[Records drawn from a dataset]
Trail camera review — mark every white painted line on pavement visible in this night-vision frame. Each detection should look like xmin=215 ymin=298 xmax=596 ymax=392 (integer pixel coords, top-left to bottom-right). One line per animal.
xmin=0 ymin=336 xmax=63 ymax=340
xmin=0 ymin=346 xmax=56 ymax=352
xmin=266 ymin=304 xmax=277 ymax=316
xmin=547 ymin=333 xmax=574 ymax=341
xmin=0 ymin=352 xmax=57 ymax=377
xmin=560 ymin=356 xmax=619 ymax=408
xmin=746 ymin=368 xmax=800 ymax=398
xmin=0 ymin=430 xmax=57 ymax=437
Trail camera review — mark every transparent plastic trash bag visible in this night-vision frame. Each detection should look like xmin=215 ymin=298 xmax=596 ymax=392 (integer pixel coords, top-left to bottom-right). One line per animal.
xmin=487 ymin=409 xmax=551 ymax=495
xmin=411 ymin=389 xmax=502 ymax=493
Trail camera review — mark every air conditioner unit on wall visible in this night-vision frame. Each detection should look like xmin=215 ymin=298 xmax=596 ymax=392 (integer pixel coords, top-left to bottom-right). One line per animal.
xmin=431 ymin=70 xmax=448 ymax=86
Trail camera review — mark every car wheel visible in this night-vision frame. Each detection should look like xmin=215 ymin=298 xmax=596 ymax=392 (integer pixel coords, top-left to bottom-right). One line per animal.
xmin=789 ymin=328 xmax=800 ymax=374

- PROBLEM:
For this exercise, repeat the data above exactly.

- WRITTEN REPLY:
Trail camera review — mark every white painted line on pavement visible in this night-vision frame. Each detection should look like xmin=215 ymin=298 xmax=596 ymax=392 (integer pixel coords, top-left to bottom-right). One line per animal.
xmin=0 ymin=336 xmax=63 ymax=340
xmin=0 ymin=346 xmax=56 ymax=352
xmin=266 ymin=304 xmax=277 ymax=316
xmin=547 ymin=333 xmax=574 ymax=341
xmin=0 ymin=352 xmax=57 ymax=377
xmin=560 ymin=356 xmax=619 ymax=408
xmin=746 ymin=368 xmax=800 ymax=398
xmin=0 ymin=430 xmax=57 ymax=437
Trail camera review — mark every transparent plastic trash bag visible in this night-vision frame. Each detection should look like xmin=215 ymin=298 xmax=596 ymax=392 (integer pixel coords, top-left to bottom-right). One line per animal.
xmin=487 ymin=409 xmax=551 ymax=495
xmin=411 ymin=389 xmax=502 ymax=493
Trail camera review — mark every air conditioner unit on wall visible in this night-vision frame. Each detection should look like xmin=215 ymin=298 xmax=596 ymax=392 (integer pixel coords, top-left to bottom-right). One line per animal.
xmin=431 ymin=70 xmax=448 ymax=86
Trail camera review — mark every car wheel visible in this night-vision frame. Each detection should look like xmin=215 ymin=298 xmax=596 ymax=392 (integer pixel coords, top-left to bottom-right). One line per animal.
xmin=789 ymin=328 xmax=800 ymax=374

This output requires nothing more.